▶

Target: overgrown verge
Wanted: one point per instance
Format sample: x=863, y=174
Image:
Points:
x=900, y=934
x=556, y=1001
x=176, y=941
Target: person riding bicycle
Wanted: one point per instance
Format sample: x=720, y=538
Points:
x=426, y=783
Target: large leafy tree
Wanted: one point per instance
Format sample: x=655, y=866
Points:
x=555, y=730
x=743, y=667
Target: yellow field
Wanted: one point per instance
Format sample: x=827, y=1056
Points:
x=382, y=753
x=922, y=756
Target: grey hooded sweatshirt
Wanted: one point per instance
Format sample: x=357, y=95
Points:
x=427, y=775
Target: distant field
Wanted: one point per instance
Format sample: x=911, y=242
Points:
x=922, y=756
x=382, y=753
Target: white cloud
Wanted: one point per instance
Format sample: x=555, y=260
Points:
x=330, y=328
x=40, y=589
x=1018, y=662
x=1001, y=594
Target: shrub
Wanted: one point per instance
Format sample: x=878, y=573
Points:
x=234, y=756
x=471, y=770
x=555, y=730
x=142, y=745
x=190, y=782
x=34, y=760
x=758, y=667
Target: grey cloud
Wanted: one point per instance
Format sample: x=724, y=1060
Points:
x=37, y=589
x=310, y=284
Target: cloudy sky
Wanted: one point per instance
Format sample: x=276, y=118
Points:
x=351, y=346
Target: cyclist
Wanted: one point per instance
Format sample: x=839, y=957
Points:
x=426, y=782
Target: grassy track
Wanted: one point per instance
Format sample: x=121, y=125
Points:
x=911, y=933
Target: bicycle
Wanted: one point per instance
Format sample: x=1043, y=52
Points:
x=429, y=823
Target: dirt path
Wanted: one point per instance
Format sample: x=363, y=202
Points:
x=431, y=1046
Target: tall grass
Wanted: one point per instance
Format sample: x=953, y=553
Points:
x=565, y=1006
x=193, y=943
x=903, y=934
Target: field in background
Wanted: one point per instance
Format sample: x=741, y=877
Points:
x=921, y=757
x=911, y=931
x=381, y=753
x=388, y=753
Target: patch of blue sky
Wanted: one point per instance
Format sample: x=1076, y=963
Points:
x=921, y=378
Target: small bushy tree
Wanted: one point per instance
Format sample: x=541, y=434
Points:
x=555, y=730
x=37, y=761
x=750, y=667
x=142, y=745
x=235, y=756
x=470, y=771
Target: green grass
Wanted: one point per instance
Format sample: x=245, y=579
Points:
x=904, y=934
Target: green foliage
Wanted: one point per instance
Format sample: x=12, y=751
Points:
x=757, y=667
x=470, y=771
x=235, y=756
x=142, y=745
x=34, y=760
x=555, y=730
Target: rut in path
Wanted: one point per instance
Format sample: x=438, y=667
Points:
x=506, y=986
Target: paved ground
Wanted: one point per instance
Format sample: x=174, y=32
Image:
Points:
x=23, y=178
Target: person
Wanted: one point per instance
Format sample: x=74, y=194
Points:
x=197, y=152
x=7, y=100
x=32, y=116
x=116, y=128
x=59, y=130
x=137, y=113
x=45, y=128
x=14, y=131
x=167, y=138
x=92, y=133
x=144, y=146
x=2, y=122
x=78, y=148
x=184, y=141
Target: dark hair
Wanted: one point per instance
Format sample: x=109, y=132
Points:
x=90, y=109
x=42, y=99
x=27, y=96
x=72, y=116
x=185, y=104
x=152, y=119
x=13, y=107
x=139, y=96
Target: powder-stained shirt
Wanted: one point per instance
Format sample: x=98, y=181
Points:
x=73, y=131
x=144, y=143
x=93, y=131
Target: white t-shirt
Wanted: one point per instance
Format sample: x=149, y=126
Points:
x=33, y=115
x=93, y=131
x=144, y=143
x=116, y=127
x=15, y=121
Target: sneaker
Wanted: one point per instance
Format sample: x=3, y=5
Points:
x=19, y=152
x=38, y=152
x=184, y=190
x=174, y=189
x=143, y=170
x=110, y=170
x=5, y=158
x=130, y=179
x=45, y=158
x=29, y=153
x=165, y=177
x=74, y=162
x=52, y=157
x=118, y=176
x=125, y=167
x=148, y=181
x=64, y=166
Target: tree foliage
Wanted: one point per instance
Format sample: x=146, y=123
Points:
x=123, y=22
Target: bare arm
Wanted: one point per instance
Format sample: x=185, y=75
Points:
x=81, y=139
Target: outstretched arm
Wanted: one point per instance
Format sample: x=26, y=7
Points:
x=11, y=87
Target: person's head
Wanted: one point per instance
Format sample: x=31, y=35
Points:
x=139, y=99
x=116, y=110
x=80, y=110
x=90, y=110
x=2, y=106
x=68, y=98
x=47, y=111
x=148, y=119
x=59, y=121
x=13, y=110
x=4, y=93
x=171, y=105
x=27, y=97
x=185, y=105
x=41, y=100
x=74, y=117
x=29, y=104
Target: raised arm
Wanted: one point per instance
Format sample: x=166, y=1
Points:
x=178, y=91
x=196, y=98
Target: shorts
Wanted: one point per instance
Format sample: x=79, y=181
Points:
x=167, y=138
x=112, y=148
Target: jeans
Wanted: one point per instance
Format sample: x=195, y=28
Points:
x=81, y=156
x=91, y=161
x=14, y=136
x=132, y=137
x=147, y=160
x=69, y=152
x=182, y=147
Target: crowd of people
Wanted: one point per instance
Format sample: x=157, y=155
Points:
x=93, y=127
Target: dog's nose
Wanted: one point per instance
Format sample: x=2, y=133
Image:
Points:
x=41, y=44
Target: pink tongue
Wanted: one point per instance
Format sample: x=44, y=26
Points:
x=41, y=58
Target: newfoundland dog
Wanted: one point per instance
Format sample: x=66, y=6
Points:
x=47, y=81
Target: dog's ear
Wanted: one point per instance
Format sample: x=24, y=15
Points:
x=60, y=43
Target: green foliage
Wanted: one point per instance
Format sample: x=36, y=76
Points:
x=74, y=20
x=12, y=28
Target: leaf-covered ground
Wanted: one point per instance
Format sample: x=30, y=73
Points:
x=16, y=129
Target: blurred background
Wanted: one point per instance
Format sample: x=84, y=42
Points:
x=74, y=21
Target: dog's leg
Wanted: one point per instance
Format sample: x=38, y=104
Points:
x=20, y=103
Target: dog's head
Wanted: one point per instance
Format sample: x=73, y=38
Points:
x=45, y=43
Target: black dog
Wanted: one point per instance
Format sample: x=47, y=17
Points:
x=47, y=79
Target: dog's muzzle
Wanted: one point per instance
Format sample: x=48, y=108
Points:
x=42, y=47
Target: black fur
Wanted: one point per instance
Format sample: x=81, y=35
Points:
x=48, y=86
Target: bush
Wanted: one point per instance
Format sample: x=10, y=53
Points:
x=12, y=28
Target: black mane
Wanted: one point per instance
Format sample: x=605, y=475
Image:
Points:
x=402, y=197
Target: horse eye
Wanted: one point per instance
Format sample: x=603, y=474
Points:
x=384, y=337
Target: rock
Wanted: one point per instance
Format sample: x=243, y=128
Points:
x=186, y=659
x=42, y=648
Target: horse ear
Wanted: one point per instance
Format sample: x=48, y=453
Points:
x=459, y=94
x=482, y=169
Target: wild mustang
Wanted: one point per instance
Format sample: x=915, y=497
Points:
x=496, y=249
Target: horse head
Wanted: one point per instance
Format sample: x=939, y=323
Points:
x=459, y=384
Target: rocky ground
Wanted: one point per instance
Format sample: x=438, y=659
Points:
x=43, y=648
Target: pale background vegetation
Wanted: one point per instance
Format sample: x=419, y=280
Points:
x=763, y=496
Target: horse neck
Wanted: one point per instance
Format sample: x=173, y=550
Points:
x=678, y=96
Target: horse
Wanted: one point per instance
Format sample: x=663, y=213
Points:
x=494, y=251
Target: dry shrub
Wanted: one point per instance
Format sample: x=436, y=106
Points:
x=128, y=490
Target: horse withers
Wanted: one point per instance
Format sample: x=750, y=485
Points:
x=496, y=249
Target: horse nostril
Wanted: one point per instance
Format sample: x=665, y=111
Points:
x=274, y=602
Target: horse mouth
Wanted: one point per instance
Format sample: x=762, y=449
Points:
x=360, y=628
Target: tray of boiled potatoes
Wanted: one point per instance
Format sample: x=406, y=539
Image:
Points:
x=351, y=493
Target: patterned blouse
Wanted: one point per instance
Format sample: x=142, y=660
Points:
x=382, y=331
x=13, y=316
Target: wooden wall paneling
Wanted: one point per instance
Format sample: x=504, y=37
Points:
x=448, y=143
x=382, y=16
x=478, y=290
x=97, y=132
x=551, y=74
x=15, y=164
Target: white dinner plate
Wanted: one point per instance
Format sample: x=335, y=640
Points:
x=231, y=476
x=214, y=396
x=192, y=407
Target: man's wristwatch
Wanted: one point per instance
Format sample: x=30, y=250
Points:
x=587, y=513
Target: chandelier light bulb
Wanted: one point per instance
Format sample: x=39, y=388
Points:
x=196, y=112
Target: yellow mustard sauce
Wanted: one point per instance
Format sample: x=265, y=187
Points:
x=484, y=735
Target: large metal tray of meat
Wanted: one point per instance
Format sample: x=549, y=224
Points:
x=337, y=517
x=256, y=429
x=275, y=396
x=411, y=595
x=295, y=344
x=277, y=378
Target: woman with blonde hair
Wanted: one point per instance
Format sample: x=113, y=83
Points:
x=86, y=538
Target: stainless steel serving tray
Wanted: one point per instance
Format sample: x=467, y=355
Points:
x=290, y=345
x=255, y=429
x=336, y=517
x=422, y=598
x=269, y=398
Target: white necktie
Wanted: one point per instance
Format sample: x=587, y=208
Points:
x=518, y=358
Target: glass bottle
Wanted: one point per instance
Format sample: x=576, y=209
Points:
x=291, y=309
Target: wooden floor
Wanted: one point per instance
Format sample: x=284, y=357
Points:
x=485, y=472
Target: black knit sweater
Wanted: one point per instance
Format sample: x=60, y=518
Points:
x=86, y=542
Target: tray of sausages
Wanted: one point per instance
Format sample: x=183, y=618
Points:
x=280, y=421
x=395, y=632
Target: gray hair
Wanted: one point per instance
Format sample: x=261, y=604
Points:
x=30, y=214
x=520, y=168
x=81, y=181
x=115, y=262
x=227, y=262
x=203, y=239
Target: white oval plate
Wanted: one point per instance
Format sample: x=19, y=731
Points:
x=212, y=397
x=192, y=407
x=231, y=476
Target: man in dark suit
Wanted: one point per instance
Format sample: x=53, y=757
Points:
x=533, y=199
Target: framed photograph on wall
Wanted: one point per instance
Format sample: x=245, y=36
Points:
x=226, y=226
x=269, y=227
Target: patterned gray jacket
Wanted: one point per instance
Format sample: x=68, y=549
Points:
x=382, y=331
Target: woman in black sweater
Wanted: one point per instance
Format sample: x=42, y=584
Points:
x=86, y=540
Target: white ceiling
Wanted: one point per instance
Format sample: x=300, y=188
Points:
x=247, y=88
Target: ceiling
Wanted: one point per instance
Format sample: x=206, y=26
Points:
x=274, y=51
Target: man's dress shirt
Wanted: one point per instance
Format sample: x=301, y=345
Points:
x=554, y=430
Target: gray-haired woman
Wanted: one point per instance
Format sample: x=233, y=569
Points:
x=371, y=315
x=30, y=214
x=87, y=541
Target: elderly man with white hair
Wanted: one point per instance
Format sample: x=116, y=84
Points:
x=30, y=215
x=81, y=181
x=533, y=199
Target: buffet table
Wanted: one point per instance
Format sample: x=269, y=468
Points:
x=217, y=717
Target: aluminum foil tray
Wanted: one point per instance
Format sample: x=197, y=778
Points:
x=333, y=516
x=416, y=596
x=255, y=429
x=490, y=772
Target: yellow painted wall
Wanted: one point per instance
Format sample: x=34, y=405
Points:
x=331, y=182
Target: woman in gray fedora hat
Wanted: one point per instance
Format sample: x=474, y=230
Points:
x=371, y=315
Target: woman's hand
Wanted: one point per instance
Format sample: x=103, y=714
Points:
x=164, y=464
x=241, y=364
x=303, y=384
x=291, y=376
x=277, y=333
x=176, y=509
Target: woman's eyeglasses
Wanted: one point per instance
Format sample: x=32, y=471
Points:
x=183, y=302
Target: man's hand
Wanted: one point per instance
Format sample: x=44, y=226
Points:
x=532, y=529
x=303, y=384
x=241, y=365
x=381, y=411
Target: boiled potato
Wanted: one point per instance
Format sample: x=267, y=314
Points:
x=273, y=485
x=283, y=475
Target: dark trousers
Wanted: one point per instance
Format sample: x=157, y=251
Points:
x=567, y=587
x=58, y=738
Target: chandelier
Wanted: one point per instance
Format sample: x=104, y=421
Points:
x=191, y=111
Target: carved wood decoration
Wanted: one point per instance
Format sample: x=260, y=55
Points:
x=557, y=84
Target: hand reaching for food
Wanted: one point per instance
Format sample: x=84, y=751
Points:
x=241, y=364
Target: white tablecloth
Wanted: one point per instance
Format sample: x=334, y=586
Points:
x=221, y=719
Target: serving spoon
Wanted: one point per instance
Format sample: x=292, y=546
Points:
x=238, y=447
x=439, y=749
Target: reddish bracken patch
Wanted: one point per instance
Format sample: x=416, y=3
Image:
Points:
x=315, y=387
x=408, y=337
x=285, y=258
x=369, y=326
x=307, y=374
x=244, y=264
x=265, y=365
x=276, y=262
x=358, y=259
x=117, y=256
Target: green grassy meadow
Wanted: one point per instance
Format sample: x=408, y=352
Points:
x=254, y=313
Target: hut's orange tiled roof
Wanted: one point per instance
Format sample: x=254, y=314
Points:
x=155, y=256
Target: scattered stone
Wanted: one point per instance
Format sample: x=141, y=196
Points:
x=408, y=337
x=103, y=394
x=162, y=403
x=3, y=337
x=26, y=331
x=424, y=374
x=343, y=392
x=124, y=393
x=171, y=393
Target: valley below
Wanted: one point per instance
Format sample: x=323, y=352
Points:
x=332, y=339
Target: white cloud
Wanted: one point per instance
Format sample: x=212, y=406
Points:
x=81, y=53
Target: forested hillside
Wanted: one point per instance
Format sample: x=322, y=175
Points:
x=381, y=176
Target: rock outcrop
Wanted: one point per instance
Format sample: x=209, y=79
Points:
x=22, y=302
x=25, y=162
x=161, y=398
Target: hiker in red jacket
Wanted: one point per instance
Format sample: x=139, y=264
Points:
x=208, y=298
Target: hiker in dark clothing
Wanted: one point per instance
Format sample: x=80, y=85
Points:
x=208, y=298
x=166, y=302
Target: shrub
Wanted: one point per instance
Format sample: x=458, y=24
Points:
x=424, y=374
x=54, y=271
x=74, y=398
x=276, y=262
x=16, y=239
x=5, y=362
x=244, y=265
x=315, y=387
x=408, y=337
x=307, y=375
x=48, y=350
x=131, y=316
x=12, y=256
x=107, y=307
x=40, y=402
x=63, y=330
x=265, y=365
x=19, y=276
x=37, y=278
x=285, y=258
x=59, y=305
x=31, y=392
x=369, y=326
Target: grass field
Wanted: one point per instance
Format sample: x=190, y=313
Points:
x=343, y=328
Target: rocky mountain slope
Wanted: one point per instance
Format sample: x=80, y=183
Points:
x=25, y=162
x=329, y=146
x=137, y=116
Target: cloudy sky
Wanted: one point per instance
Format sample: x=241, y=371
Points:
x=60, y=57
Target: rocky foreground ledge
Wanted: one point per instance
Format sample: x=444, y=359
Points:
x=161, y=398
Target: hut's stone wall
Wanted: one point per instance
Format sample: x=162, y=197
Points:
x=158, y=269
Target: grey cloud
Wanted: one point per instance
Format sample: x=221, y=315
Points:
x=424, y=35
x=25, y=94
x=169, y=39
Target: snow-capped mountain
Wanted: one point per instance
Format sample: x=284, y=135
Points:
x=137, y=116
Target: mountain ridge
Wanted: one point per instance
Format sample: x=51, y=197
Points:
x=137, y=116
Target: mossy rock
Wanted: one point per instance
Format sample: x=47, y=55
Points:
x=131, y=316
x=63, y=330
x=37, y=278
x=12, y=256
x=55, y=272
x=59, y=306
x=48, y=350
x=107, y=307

◀

Arrange the stretch from the start of the entries through the line containing "x=431, y=1046" as a Markdown table with the columns "Row" and "Line", giving each line a row number and omitting any blank lines.

* The response:
| Row | Line |
|---|---|
| 1 | Target: overgrown verge |
| 2 | Wanted: one point per instance |
| 3 | Format sample: x=863, y=174 |
| 4 | Image: |
| 5 | Points: |
| 6 | x=900, y=934 |
| 7 | x=556, y=1001 |
| 8 | x=176, y=941 |
| 9 | Target: person riding bicycle |
| 10 | Wanted: one point per instance |
| 11 | Format sample: x=720, y=538 |
| 12 | Points: |
| 13 | x=426, y=783 |
| 14 | Target: large leafy tree |
| 15 | Wanted: one point per instance |
| 16 | Format sample: x=655, y=866 |
| 17 | Points: |
| 18 | x=555, y=730 |
| 19 | x=743, y=667 |
| 20 | Target: yellow field |
| 21 | Wanted: one point per instance |
| 22 | Format sample: x=827, y=1056 |
| 23 | Points: |
| 24 | x=382, y=753 |
| 25 | x=922, y=756 |
| 26 | Target: grey hooded sweatshirt |
| 27 | Wanted: one point per instance |
| 28 | Format sample: x=357, y=95 |
| 29 | Points: |
| 30 | x=427, y=775 |
| 31 | Target: distant field |
| 32 | Wanted: one point per instance |
| 33 | Format sample: x=911, y=242 |
| 34 | Points: |
| 35 | x=922, y=756 |
| 36 | x=382, y=753 |
| 37 | Target: white cloud |
| 38 | Wanted: one point per instance |
| 39 | Format sample: x=555, y=260 |
| 40 | Points: |
| 41 | x=330, y=328 |
| 42 | x=40, y=589 |
| 43 | x=1018, y=662 |
| 44 | x=1001, y=594 |
| 45 | Target: shrub |
| 46 | Wanted: one point per instance |
| 47 | Format sample: x=878, y=573 |
| 48 | Points: |
| 49 | x=234, y=756 |
| 50 | x=471, y=770 |
| 51 | x=555, y=730 |
| 52 | x=142, y=745 |
| 53 | x=190, y=782 |
| 54 | x=34, y=760 |
| 55 | x=758, y=667 |
| 56 | Target: grey cloud |
| 57 | Wanted: one point per instance |
| 58 | Format sample: x=724, y=1060 |
| 59 | Points: |
| 60 | x=37, y=589 |
| 61 | x=310, y=284 |
| 62 | Target: cloudy sky |
| 63 | Wanted: one point per instance |
| 64 | Format sample: x=276, y=118 |
| 65 | Points: |
| 66 | x=351, y=346 |
| 67 | Target: cyclist |
| 68 | Wanted: one point per instance |
| 69 | Format sample: x=839, y=957 |
| 70 | Points: |
| 71 | x=426, y=782 |
| 72 | Target: grassy track |
| 73 | Wanted: one point per instance |
| 74 | Format sample: x=121, y=125 |
| 75 | Points: |
| 76 | x=911, y=933 |
| 77 | Target: bicycle |
| 78 | Wanted: one point per instance |
| 79 | Format sample: x=1043, y=52 |
| 80 | Points: |
| 81 | x=429, y=823 |
| 82 | Target: dirt path |
| 83 | Wanted: one point per instance |
| 84 | Format sample: x=363, y=202 |
| 85 | Points: |
| 86 | x=431, y=1046 |